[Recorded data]
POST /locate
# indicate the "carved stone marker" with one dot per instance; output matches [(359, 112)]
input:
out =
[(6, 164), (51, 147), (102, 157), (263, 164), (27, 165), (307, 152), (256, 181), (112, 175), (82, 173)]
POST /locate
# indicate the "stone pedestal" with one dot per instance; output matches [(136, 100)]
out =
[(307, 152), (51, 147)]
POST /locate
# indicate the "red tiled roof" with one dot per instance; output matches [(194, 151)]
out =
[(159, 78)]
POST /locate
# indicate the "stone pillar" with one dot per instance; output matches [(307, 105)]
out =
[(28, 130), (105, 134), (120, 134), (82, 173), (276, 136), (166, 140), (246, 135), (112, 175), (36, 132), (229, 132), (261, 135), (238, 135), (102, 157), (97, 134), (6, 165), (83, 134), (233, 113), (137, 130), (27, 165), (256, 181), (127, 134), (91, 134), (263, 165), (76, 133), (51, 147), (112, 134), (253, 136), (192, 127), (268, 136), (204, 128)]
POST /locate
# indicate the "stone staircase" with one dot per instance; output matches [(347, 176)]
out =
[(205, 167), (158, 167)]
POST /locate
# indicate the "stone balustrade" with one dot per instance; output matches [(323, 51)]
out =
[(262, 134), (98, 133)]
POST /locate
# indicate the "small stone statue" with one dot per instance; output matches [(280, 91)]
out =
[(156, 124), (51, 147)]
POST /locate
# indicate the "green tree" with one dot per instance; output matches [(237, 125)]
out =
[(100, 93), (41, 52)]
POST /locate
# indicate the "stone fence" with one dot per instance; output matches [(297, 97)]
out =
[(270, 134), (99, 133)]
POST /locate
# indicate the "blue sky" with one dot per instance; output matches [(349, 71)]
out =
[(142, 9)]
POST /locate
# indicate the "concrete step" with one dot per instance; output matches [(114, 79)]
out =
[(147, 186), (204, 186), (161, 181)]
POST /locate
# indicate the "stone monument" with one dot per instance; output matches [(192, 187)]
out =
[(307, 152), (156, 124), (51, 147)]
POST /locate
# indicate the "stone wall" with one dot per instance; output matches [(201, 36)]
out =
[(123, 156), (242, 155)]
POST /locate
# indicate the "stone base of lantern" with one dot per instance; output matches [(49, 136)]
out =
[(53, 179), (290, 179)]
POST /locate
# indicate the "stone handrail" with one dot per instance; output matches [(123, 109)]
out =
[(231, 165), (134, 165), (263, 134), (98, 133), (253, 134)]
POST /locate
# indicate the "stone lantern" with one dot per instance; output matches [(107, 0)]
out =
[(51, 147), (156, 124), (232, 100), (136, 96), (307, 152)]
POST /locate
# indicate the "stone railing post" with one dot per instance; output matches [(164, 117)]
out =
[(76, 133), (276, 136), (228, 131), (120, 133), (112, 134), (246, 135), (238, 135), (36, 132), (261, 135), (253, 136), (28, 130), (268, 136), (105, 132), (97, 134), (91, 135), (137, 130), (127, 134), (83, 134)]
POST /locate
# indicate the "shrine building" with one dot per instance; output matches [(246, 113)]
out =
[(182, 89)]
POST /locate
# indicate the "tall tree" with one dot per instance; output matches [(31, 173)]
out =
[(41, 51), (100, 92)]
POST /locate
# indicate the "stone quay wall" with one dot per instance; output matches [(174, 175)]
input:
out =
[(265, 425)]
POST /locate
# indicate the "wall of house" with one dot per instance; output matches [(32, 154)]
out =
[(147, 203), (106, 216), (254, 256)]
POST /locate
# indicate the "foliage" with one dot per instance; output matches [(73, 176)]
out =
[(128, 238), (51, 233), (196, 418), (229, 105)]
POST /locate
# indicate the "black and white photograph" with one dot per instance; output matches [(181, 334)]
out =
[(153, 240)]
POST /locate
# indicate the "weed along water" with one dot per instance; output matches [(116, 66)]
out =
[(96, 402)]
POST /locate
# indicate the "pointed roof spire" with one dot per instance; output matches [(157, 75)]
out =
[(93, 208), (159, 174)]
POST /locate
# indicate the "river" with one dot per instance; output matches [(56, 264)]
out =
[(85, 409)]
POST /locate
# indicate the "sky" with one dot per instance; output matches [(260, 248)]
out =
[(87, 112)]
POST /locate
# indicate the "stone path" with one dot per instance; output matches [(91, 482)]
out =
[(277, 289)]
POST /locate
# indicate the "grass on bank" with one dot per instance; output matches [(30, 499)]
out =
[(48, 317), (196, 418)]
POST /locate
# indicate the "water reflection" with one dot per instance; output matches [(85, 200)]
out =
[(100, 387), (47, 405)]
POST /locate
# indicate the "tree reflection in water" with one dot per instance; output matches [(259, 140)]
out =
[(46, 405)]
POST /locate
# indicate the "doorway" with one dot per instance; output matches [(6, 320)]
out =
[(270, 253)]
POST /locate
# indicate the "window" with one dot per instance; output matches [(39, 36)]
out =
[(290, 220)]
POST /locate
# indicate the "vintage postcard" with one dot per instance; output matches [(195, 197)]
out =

WHAT THE EXERCISE ASKS >> Can you convert these rows into a numbered list, leaving out any blank lines?

FINISHED TASK >>
1. POST /locate
2. # indicate the "carved stone marker" with one dot per instance; output matches [(359, 112)]
3. input:
4. out =
5. [(6, 164), (51, 147), (102, 157), (263, 164), (27, 165), (307, 152), (256, 181), (112, 175), (82, 173)]
6. POST /locate
7. # indicate the "stone pedestal" with one dot per instance; output matches [(136, 100)]
8. out =
9. [(307, 152), (51, 147)]
10. POST /locate
11. # indicate the "red tiled roof" with one dot per instance; output matches [(194, 151)]
12. out =
13. [(159, 78)]
14. POST /locate
15. # indicate the "stone pillar" with one dot per instance; output matches [(307, 105)]
16. out =
17. [(28, 130), (105, 134), (120, 134), (82, 173), (276, 136), (166, 140), (246, 135), (112, 175), (36, 132), (229, 132), (261, 135), (238, 135), (102, 157), (97, 134), (6, 165), (83, 134), (233, 113), (137, 130), (27, 165), (256, 181), (127, 134), (91, 134), (263, 165), (76, 133), (51, 147), (112, 134), (253, 136), (192, 127), (268, 136), (204, 128)]
18. POST /locate
19. # indicate the "stone staircase" with one dot per instance; output matches [(347, 176)]
20. out =
21. [(205, 167), (158, 167)]
22. POST /locate
23. # indicate the "stone balustrade" with one dot per instance; output matches [(323, 51)]
24. out =
25. [(262, 134), (98, 133)]
26. POST /locate
27. # indicate the "small stone statue" with one dot per instance; output matches [(280, 91)]
28. out =
29. [(156, 124), (51, 147)]
30. POST /locate
31. # indicate the "green tree" with one dot per instance; output matches [(237, 125)]
32. out =
33. [(100, 93), (41, 52)]
34. POST /locate
35. # indicate the "stone fence" with one dot per instance; output matches [(297, 97)]
36. out =
37. [(270, 134), (99, 133)]
38. POST /locate
39. # indicate the "blue sky" with one dot per instance; output matches [(349, 71)]
40. out =
41. [(142, 9)]
42. POST /locate
43. # indicate the "concrete step" with one dot per instance; output matches [(114, 79)]
44. out =
45. [(147, 186), (204, 186), (161, 181)]
46. POST /locate
47. # indicate the "stone monument" with one dot per instance; output matches [(192, 187)]
48. out =
49. [(307, 152), (156, 124), (51, 147)]
50. POST /locate
51. # indicate the "stone wall" with one dot per instance; output matches [(201, 36)]
52. out =
53. [(123, 156), (242, 155)]
54. POST /locate
55. # indicate the "stone base of lantern" with one dot per instance; output matches [(49, 136)]
56. out =
57. [(53, 179), (290, 179)]
58. POST /locate
59. # indicate the "stone handrail" with one dot per instance; output matches [(123, 109)]
60. out =
61. [(231, 165), (134, 165), (263, 134), (98, 133), (253, 134)]
62. POST /locate
63. # indicate the "stone lantern" with one dot per instance; output matches [(107, 0)]
64. out =
65. [(51, 147), (156, 124), (232, 100), (136, 96), (307, 152)]
66. POST /locate
67. # indicate the "stone railing post" with one dot per instance; output matches [(164, 117)]
68. out =
69. [(76, 133), (276, 136), (228, 131), (120, 133), (112, 134), (246, 135), (238, 135), (36, 132), (261, 135), (253, 136), (28, 130), (268, 136), (105, 132), (97, 134), (91, 135), (137, 130), (127, 134), (83, 134)]
70. POST /locate
71. # indicate the "shrine building" with one dot per instance; output matches [(246, 113)]
72. out =
73. [(182, 89)]
74. POST /locate
75. # indicate the "tall tree" with one dot per instance; output matches [(31, 173)]
76. out =
77. [(41, 51), (100, 92)]
78. POST /locate
79. # indicate the "stone quay wall" with one dot per instance; output matches [(174, 175)]
80. input:
81. out =
82. [(265, 425)]
83. POST /locate
84. # indicate the "wall of house" with one dot per instance; output matches [(32, 154)]
85. out =
86. [(147, 203), (106, 216), (254, 256)]
87. POST /locate
88. # indicate the "foliage" with one dot per instance; output matches [(73, 176)]
89. out =
90. [(128, 238), (51, 233), (196, 418), (229, 105)]
91. POST /locate
92. # indicate the "black and white photograph" with one dot per instance; output matches [(181, 334)]
93. out =
94. [(153, 240)]
95. POST /locate
96. # indicate the "weed along water" with one dot per instance; output matches [(116, 66)]
97. out =
98. [(96, 402)]
99. POST /locate
100. # indicate the "pointed roof spire" with one dot per instance; output matches [(157, 75)]
101. out =
102. [(93, 208), (159, 174)]
103. POST /locate
104. # indicate the "river" with one dot per instance; output matches [(56, 264)]
105. out =
106. [(85, 409)]
107. POST /locate
108. # indicate the "sky" with one dot per instance; output matches [(260, 248)]
109. out =
110. [(87, 112)]
111. POST /locate
112. # indicate the "stone path" with one dot per instance; output matches [(91, 482)]
113. out =
114. [(277, 289)]
115. POST /locate
116. # indicate the "grass on bank" with one dot per instance; output matches [(30, 499)]
117. out =
118. [(48, 317), (196, 418)]
119. POST /locate
120. # indicate the "water reflection" with one dot per instance; output matches [(85, 200)]
121. out =
122. [(100, 387), (47, 405)]
123. POST /locate
124. # indicate the "tree reflection in water" with one dot per instance; output matches [(259, 140)]
125. out =
126. [(46, 405)]
127. POST /locate
128. # indicate the "doorway" with one dot per instance; output matches [(6, 320)]
129. out =
130. [(270, 253)]
131. POST /locate
132. # indicate the "window" with one dot per instance; output matches [(39, 36)]
133. out =
134. [(290, 220)]
135. POST /locate
136. # indicate the "vintage postcard" with one dot per instance; output matches [(195, 197)]
137. out =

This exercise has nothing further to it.